◆ **Document excerpt**
-- Opening Marker --

Look for Her
by Emily Winslow
on Tour February 12 – March 16, 2018
Lilling might seem like an idyllic English village, but it’s home to a dark history. In 1976, a teenage girl named Annalise Wood disappeared, and though her body was later discovered, the culprit was never found. Decades later, Annalise maintains a perverse kind of celebrity, and is still the focus of grief, speculation, and for one young woman, a disturbing, escalating jealousy.
When DNA linked to the Annalise murder unexpectedly surfaces, cold case detective Morris Keene and his former partner, Chloe Frohmann, hope to finally bring closure to this traumatized community. But the new evidence instead undoes the case’s only certainty: the buried body that had long ago been confidently identified as Annalise may be someone else entirely, and instead of answers, the investigators face only new puzzles.
Whose body was unearthed all those years ago, and what happened to the real Annalise? Is someone interfering with the investigation? And is there a link to a present-day drowning with eerie connections? With piercing insight and shocking twists, Emily Winslow explores the dark side of sensationalized crime in this haunting psychological thriller.
“An intriguing, suspenseful, and briskly paced story with complex characters, evocative descriptions of England’s Cambridgeshire, plenty of clever misdirection, and a satisfying ending.”
Genre: Psychological Thriller
Published by: William Morrow
Publication Date: February 13th 2018
Number of Pages: 304
ISBN: 006257258X (ISBN13: 9780062572585)
Series: Keene and Frohmann #4 | Each is a stand alone novel
Purchase Links: Amazon | Barnes & Noble | Goodreads
Read an excerpt:
From Chapter One
Annalise Williams (Wolfson College),
University Counselling Service,
recorded and transcribed by Dr. Laurie Ambrose
My mother picked the name Annalise for me because of a girl who was killed. Her name was Annalise Wood, and she went missing when she was sixteen. My mother was the same age when it happened. Annalise was lovely, much prettier than my sister and I ever became. She was the kind of girl you look at and think, “Of course someone would want to take her.”

-- Closing Marker --

◆ **Dataset content**
-- Opening Marker --

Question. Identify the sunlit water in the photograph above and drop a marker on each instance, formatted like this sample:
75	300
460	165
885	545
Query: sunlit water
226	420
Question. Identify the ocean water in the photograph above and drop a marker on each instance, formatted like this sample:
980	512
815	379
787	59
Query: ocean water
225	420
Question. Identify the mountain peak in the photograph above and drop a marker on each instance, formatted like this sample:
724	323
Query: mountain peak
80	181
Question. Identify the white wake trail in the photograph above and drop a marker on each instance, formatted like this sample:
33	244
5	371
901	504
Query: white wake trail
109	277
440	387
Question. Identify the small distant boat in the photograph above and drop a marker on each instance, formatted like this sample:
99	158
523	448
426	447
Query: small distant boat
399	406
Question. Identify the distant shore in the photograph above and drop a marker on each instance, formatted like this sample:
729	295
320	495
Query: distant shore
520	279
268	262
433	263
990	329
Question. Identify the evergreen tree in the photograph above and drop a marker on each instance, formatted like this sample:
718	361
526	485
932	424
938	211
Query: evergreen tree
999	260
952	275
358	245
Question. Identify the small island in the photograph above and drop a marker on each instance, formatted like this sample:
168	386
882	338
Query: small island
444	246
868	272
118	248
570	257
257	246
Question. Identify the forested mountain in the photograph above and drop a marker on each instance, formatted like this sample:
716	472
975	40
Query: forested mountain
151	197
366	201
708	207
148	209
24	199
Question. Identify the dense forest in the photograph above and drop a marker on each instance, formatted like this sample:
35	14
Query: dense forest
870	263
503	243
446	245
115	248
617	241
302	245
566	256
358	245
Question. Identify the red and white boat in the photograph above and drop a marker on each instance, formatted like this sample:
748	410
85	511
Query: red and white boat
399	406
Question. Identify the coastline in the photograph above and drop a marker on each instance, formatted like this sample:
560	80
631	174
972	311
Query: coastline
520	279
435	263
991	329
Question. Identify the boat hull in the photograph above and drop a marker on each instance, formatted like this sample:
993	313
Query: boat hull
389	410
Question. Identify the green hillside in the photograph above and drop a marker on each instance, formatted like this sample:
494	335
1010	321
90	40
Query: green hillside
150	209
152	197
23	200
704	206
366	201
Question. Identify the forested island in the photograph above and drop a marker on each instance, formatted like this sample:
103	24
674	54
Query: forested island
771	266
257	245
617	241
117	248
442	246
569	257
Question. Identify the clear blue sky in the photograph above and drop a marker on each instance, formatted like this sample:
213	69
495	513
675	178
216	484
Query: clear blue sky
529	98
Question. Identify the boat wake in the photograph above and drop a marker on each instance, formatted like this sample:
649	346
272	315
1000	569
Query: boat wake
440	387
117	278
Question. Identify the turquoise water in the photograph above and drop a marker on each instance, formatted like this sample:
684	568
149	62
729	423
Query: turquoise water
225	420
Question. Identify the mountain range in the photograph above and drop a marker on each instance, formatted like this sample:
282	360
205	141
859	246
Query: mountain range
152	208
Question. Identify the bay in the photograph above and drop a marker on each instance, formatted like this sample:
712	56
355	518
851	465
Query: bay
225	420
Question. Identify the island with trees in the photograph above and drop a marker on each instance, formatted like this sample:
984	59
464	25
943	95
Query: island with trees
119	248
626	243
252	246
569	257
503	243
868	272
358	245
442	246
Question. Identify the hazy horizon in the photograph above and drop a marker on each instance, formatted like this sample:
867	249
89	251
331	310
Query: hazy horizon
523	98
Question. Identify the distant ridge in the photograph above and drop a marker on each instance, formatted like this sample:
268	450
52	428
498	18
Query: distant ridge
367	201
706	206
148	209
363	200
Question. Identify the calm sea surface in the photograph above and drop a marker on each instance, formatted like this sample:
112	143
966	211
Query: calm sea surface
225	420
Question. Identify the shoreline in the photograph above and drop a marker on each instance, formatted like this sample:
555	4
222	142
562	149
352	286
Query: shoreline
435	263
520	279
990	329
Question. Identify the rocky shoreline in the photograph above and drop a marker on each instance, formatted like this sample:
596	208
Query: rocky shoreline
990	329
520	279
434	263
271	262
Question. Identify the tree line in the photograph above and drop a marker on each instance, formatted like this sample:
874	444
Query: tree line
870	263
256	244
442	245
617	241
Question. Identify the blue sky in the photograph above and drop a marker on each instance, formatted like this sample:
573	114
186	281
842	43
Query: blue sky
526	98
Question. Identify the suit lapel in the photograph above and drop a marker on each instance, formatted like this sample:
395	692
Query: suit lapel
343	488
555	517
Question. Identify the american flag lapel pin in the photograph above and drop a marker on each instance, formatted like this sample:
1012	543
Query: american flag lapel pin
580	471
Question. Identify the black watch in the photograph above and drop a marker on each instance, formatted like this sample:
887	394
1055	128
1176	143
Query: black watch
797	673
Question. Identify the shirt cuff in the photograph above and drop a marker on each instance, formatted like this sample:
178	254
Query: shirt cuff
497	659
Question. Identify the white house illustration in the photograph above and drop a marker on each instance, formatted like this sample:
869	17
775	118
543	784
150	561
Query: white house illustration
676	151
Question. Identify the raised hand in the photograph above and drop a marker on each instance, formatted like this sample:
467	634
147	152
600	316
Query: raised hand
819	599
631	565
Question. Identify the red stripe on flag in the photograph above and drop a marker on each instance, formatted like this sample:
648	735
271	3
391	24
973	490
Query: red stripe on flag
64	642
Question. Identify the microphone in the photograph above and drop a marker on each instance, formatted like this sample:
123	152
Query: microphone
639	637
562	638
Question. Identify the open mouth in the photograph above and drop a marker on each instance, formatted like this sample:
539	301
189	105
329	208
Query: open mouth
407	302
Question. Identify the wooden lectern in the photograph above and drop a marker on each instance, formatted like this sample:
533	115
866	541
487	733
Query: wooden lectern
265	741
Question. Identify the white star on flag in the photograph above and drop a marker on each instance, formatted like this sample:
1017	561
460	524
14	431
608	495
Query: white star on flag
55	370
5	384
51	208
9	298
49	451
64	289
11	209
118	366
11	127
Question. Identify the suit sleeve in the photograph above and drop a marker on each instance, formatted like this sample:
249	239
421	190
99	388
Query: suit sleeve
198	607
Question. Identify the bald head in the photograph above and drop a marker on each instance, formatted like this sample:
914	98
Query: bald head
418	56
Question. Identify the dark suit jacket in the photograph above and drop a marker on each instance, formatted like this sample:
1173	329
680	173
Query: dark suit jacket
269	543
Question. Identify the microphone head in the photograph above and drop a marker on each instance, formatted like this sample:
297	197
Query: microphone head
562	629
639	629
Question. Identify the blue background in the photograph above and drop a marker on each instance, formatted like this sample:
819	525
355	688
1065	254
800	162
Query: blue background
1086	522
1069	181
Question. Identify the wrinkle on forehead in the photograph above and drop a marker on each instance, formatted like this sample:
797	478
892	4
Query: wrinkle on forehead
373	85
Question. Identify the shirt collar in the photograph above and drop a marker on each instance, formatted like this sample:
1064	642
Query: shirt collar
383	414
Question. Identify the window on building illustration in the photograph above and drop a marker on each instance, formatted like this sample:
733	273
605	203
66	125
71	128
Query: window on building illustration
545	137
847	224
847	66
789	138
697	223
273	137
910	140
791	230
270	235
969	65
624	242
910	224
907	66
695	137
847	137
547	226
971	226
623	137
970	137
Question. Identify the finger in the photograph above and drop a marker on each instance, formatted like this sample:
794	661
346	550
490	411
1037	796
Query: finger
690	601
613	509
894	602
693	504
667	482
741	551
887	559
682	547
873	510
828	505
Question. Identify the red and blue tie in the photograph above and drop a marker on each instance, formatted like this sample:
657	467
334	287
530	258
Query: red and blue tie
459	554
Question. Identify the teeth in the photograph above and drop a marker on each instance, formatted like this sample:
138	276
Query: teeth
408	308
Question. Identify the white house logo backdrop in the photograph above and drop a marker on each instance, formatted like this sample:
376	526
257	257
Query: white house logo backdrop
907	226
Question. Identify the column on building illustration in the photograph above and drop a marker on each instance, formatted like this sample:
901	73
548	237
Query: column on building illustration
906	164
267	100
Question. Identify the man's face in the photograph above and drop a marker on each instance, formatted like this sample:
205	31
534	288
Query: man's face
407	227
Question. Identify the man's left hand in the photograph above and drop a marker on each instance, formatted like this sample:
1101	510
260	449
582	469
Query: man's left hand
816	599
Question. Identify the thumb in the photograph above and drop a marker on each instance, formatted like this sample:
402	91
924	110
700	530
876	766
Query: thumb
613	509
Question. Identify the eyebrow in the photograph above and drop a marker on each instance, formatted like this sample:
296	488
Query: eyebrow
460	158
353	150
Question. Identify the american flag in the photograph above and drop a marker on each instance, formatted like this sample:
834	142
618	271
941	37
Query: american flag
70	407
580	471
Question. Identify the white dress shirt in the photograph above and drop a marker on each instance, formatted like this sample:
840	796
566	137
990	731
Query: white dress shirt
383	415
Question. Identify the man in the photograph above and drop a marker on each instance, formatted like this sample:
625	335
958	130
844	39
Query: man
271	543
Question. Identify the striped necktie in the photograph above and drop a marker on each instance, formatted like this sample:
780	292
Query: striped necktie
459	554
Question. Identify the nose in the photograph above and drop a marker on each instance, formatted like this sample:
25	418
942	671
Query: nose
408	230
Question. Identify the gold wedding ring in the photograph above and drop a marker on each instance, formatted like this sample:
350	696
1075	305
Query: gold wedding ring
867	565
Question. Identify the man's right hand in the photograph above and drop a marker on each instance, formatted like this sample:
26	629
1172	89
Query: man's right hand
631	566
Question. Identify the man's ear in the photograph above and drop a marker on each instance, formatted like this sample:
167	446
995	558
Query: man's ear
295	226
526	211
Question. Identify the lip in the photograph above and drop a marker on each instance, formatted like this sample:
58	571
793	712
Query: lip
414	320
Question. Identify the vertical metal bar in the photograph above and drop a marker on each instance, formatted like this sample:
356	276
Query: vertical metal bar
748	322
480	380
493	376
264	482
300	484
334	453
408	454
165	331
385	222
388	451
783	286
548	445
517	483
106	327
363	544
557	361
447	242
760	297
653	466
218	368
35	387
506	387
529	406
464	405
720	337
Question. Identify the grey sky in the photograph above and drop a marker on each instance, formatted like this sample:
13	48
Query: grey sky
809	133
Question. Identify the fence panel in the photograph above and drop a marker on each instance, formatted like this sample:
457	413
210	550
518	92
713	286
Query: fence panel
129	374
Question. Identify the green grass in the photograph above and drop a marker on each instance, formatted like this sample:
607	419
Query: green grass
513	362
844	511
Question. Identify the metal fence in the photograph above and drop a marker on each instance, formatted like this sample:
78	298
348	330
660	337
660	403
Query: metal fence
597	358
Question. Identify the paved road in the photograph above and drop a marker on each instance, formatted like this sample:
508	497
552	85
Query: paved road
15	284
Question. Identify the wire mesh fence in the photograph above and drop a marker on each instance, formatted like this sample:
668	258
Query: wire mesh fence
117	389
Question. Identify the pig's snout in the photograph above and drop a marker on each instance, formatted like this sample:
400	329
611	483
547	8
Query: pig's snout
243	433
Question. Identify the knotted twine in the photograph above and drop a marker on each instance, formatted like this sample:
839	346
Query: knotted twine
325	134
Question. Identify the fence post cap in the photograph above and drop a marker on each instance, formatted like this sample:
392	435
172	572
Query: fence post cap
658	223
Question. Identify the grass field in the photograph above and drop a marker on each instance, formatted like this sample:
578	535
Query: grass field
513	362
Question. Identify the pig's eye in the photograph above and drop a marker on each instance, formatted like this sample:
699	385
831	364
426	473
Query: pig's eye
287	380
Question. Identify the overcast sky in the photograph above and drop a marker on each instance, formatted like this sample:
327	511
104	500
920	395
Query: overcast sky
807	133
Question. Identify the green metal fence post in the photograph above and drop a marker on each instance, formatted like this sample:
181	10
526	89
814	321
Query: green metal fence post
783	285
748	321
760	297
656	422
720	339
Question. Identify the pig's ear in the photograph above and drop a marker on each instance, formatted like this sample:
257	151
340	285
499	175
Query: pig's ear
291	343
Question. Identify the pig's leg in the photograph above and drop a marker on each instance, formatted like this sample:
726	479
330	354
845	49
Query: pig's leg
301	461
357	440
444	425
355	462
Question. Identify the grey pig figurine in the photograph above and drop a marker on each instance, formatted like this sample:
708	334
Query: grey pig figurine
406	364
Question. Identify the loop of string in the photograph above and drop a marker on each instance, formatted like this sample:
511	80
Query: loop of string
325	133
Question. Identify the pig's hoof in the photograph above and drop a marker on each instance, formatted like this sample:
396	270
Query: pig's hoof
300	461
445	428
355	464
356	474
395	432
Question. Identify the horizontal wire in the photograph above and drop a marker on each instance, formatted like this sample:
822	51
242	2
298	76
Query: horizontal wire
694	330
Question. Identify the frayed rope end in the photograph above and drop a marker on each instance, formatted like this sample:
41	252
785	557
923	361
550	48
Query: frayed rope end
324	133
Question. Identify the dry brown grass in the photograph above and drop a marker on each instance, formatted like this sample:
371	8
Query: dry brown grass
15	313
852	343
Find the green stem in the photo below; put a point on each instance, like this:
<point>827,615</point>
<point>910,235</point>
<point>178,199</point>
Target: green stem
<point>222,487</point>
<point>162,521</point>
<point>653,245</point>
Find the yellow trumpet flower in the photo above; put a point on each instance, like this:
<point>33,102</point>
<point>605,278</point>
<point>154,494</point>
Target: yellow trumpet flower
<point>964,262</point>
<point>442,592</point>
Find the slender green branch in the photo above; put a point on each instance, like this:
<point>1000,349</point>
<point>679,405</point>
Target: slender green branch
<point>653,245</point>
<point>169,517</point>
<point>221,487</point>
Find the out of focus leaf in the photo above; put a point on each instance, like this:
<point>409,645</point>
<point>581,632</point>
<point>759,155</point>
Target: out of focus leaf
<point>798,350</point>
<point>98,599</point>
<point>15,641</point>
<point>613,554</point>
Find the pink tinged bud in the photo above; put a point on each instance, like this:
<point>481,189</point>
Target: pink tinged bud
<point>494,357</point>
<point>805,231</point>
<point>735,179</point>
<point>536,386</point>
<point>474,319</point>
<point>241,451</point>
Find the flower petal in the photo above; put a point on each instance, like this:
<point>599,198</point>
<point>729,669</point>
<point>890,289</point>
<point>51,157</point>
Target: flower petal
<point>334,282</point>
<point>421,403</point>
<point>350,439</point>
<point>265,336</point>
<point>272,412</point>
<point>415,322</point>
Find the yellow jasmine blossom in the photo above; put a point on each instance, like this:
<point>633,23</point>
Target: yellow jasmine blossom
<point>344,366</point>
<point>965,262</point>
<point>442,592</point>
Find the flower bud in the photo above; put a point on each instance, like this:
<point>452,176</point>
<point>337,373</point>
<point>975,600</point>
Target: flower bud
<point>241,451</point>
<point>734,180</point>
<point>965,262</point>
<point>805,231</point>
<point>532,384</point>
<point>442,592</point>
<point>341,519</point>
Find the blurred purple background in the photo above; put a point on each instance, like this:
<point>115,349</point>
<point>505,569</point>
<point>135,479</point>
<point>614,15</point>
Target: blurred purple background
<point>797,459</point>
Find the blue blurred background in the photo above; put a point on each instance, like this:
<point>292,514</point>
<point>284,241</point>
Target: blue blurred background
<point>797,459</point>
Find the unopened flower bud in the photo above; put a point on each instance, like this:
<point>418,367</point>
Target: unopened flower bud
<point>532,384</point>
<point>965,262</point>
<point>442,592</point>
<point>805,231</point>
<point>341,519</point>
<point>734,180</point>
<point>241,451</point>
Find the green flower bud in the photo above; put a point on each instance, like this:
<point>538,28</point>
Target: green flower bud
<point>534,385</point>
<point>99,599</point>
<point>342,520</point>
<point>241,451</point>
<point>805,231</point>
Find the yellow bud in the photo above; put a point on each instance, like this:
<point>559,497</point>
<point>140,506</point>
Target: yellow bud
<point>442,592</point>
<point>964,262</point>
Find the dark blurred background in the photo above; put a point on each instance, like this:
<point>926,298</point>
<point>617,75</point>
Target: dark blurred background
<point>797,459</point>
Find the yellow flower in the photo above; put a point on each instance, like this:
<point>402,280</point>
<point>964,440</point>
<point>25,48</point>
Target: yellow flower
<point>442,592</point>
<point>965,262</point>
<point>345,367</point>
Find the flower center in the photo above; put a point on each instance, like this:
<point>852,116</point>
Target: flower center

-- Closing Marker --

◆ **Exercise goal**
Transcribe the entire book page about Look for Her word for word, keeping its original line breaks. Rely only on the book page about Look for Her, not on the data.

◆ **Reply to the task**
Look for Her
by Emily Winslow
on Tour February 12 – March 16, 2018
Lilling might seem like an idyllic English village, but it’s home to a dark history. In 1976, a teenage girl named Annalise Wood disappeared, and though her body was later discovered, the culprit was never found. Decades later, Annalise maintains a perverse kind of celebrity, and is still the focus of grief, speculation, and for one young woman, a disturbing, escalating jealousy.
When DNA linked to the Annalise murder unexpectedly surfaces, cold case detective Morris Keene and his former partner, Chloe Frohmann, hope to finally bring closure to this traumatized community. But the new evidence instead undoes the case’s only certainty: the buried body that had long ago been confidently identified as Annalise may be someone else entirely, and instead of answers, the investigators face only new puzzles.
Whose body was unearthed all those years ago, and what happened to the real Annalise? Is someone interfering with the investigation? And is there a link to a present-day drowning with eerie connections? With piercing insight and shocking twists, Emily Winslow explores the dark side of sensationalized crime in this haunting psychological thriller.
“An intriguing, suspenseful, and briskly paced story with complex characters, evocative descriptions of England’s Cambridgeshire, plenty of clever misdirection, and a satisfying ending.”
Genre: Psychological Thriller
Published by: William Morrow
Publication Date: February 13th 2018
Number of Pages: 304
ISBN: 006257258X (ISBN13: 9780062572585)
Series: Keene and Frohmann #4 | Each is a stand alone novel
Purchase Links: Amazon | Barnes & Noble | Goodreads
Read an excerpt:
From Chapter One
Annalise Williams (Wolfson College),
University Counselling Service,
recorded and transcribed by Dr. Laurie Ambrose
My mother picked the name Annalise for me because of a girl who was killed. Her name was Annalise Wood, and she went missing when she was sixteen. My mother was the same age when it happened. Annalise was lovely, much prettier than my sister and I ever became. She was the kind of girl you look at and think, “Of course someone would want to take her.”